Goal: Quote the passage from the post on inserting parent and child tables with SSIS, starting with "One approach for" and going on through "the child row.".

Archive for October 2010

Insert Parent and Child Tables with SSIS Part 2

Yesterday I posted a simple approach for inserting data into tables with a parent child relationship (like Order Header to Order Detail) where you need to know the generated identity key to tie the records together. That approach relied on having a business value that could be used to consistently tie the parent and child data together. I ended that post with a question – what happens if you don’t have that value?

One example of this might be an order feed that comes from external company. Each row contains the order header and order detail information. Each of these rows should be broken up and inserted into two tables, one for the header data, the other for the detail data. Assuming that there is no business value that can tie these together, you need to get the identity key for the parent row as soon as it is inserted.

One approach for this involves retrieving a result set using an Execute SQL task, and shredding it with the For Each Loop. This approach does have some downsides – please review the Pros and Cons section below for more details. Within the For Each loop, two Execute SQL Tasks are used – one to insert the header row and retrieve it’s ID value, the other to insert the child row.

image

Retrieving the result set in the initial Execute SQL task is straightforward – just retrieve all the order rows. You can use a For Each loop to shred the retrieved result set by selecting the For Each ADO enumerator, and mapping the columns in the result set to variables. The For Each will run once per row in the result set, setting the variable values to match the current row.

SNAGHTMLf0da024

The next Execute SQL task is a little more interesting. It inserts the header row and uses the T-SQL OUTPUT clause to return the identity value for that row.

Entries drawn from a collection
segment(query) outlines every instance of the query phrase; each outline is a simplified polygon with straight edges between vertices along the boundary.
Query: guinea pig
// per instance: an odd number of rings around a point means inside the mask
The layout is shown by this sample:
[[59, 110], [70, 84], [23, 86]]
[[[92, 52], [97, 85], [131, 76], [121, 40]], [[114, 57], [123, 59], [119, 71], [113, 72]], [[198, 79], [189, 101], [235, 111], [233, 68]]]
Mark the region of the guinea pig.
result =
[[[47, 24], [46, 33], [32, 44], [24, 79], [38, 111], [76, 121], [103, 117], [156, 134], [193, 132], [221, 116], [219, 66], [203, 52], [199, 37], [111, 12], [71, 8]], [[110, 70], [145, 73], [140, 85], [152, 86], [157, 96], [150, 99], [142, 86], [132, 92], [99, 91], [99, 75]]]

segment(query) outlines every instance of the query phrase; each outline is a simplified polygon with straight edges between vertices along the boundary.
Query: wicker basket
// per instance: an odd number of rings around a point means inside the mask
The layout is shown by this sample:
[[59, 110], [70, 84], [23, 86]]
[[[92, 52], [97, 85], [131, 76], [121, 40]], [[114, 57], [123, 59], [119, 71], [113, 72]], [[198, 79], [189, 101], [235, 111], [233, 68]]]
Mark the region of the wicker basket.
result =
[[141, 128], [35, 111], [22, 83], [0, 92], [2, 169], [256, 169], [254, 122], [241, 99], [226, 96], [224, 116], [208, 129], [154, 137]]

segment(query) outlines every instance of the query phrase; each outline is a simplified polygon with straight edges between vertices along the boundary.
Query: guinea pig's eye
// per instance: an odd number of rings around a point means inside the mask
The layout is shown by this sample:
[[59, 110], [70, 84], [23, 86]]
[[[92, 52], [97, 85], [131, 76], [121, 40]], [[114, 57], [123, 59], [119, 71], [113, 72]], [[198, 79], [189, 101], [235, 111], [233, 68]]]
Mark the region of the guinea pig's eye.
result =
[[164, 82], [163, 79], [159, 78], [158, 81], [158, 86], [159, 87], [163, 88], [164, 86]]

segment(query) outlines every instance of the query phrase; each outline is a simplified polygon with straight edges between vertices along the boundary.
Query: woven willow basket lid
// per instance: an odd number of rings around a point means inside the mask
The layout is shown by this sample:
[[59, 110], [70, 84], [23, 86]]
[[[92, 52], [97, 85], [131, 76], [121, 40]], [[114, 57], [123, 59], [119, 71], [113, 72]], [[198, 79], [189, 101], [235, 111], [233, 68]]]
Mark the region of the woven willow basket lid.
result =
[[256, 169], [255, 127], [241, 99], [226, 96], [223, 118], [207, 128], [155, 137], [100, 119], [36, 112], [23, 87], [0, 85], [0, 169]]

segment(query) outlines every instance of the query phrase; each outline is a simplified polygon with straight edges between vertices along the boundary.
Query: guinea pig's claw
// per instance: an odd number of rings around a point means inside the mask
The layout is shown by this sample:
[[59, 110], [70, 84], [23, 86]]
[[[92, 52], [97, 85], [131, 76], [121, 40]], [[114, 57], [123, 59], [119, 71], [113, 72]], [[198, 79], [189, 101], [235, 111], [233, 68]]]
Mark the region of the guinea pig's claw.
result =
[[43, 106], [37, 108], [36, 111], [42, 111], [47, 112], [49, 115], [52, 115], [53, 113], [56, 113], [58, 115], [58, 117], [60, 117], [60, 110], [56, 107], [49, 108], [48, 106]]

Exercise result:
One approach for this involves retrieving a result set using an Execute SQL task, and shredding it with the For Each Loop. This approach does have some downsides – please review the Pros and Cons section below for more details. Within the For Each loop, two Execute SQL Tasks are used – one to insert the header row and retrieve it’s ID value, the other to insert the child row.